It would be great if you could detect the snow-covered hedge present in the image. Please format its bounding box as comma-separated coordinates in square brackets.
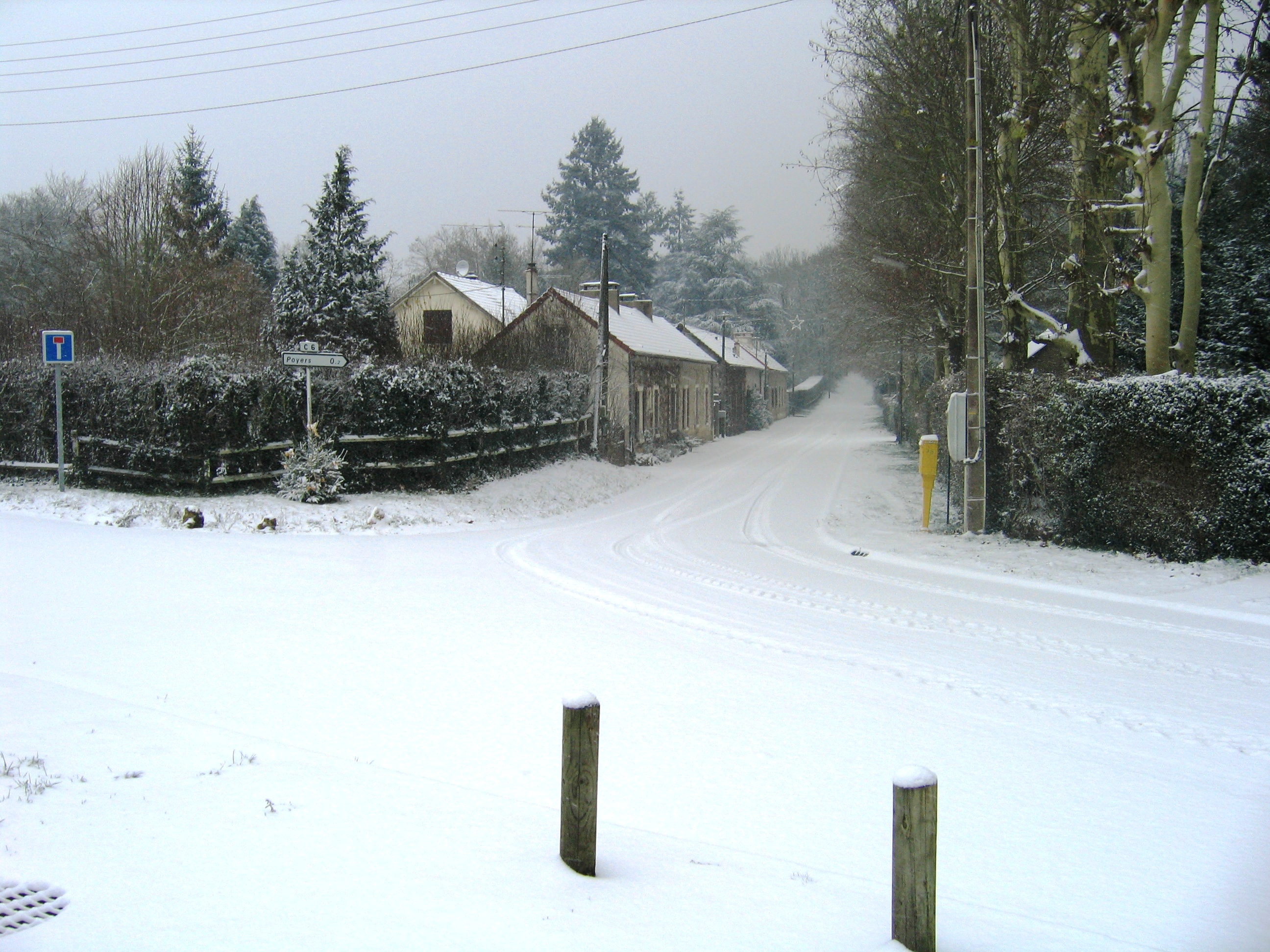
[928, 371, 1270, 561]
[0, 357, 587, 470]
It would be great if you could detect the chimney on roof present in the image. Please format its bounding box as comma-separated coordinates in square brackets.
[579, 281, 622, 311]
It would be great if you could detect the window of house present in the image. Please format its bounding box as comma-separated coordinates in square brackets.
[423, 311, 455, 347]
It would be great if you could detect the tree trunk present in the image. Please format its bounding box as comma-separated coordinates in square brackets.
[1067, 2, 1116, 369]
[1177, 0, 1222, 373]
[1128, 0, 1204, 375]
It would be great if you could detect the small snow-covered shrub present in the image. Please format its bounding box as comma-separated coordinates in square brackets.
[746, 387, 772, 430]
[277, 428, 344, 502]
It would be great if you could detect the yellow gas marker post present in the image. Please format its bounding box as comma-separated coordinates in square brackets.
[917, 433, 940, 529]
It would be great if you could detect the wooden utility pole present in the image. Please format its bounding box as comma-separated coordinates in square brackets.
[560, 694, 599, 876]
[963, 0, 988, 532]
[590, 232, 609, 453]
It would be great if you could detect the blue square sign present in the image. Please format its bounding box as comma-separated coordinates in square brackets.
[41, 330, 75, 363]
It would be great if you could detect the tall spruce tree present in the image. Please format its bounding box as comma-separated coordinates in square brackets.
[164, 127, 230, 259]
[266, 146, 396, 358]
[225, 195, 278, 288]
[653, 205, 767, 325]
[538, 116, 660, 291]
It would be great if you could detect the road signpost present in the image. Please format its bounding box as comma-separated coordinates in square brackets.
[41, 330, 75, 493]
[282, 340, 348, 430]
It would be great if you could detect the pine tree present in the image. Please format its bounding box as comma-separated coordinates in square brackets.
[538, 116, 660, 291]
[225, 195, 278, 288]
[654, 207, 762, 322]
[266, 146, 396, 357]
[164, 127, 230, 259]
[661, 189, 697, 254]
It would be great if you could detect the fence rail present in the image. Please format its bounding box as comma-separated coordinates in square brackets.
[0, 416, 587, 491]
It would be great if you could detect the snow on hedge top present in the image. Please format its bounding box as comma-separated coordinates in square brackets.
[683, 324, 789, 373]
[558, 291, 714, 363]
[437, 272, 530, 326]
[890, 764, 938, 789]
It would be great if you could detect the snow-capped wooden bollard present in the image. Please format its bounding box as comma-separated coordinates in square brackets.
[560, 693, 599, 876]
[890, 767, 938, 952]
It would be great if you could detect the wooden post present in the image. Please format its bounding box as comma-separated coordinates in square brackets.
[890, 767, 938, 952]
[560, 693, 599, 876]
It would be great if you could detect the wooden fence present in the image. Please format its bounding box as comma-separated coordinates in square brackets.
[0, 418, 587, 493]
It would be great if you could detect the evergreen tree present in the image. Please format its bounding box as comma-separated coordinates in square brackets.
[164, 127, 230, 259]
[654, 205, 766, 324]
[266, 146, 396, 357]
[225, 195, 278, 288]
[538, 116, 660, 291]
[661, 188, 697, 254]
[1199, 43, 1270, 371]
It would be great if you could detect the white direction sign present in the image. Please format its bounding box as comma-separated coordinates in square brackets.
[282, 350, 348, 367]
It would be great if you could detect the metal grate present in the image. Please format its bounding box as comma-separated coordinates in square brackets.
[0, 880, 66, 935]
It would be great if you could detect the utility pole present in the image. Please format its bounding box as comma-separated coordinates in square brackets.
[590, 231, 609, 452]
[963, 0, 988, 533]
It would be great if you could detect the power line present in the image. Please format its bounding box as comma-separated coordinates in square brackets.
[0, 0, 343, 48]
[0, 0, 792, 128]
[0, 0, 443, 62]
[0, 0, 542, 76]
[0, 0, 599, 95]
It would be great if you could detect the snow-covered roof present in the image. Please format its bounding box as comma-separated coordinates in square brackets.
[683, 324, 789, 373]
[392, 272, 530, 328]
[437, 272, 530, 326]
[556, 291, 711, 363]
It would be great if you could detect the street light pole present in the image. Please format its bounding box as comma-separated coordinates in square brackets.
[963, 0, 988, 533]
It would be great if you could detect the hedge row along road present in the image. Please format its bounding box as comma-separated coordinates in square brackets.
[0, 380, 1270, 952]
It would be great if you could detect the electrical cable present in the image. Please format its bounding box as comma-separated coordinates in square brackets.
[0, 0, 794, 129]
[0, 0, 343, 49]
[0, 0, 635, 95]
[0, 0, 444, 62]
[0, 0, 542, 77]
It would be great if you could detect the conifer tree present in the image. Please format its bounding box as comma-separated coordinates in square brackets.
[538, 116, 660, 291]
[164, 127, 230, 259]
[225, 195, 278, 288]
[266, 146, 396, 357]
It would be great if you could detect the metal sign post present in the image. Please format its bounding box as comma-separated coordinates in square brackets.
[282, 340, 348, 431]
[41, 330, 75, 493]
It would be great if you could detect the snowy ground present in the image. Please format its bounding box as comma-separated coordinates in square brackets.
[0, 382, 1270, 952]
[0, 459, 648, 534]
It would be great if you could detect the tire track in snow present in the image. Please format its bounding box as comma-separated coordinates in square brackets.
[496, 536, 1270, 757]
[618, 533, 1270, 687]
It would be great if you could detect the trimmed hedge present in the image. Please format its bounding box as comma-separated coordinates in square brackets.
[0, 357, 588, 470]
[927, 369, 1270, 561]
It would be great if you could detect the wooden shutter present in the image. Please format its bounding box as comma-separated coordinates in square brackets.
[423, 311, 455, 347]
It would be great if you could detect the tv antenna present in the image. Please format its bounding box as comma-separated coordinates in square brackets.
[498, 208, 546, 264]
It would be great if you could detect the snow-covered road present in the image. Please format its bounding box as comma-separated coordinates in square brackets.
[0, 381, 1270, 952]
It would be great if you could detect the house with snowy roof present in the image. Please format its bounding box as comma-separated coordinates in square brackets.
[475, 282, 715, 462]
[680, 324, 790, 437]
[392, 272, 528, 358]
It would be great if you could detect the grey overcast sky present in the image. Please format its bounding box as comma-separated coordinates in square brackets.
[0, 0, 832, 269]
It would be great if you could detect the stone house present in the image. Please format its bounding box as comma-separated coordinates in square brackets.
[680, 324, 790, 437]
[475, 286, 715, 462]
[392, 272, 528, 358]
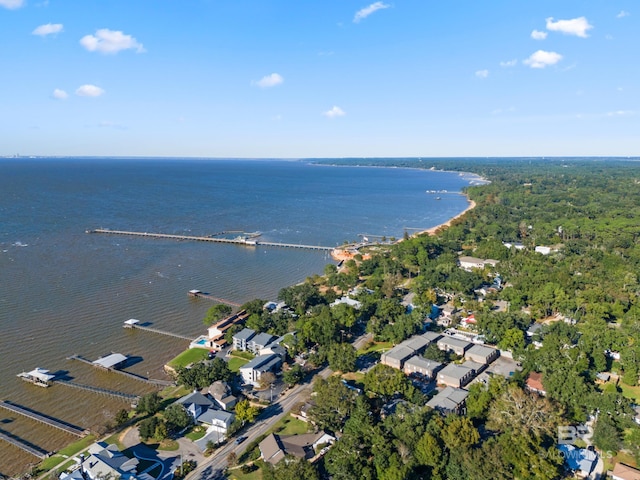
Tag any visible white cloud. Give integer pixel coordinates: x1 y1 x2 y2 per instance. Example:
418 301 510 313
522 50 562 68
491 107 516 115
52 88 69 100
607 110 636 117
531 30 548 40
251 73 284 88
353 2 391 23
0 0 24 10
31 23 64 37
322 105 346 118
98 120 127 130
76 84 104 97
80 28 146 53
547 17 593 38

▸ EXERCISE GOAL
Recast the material from the start through the line containing "[579, 281, 622, 311]", inclusive, as a two-column CSV headed text and answer, giving one row for each text together with its answer, each in a single quoted field with line breaks turned into spaces. Leave the pictures out.

▸ PROBLEM SOLUTION
text,answer
"It would be great if you could detect the snow-covered hedge present in the image. Please format its bounding box as comma-separated coordinates in square brackets.","[928, 371, 1270, 561] [0, 357, 587, 470]"
"It would be great if you could detect the chimney on roof present in the image. Please format its bounding box as comma-separated coordinates in square brackets.","[579, 281, 622, 311]"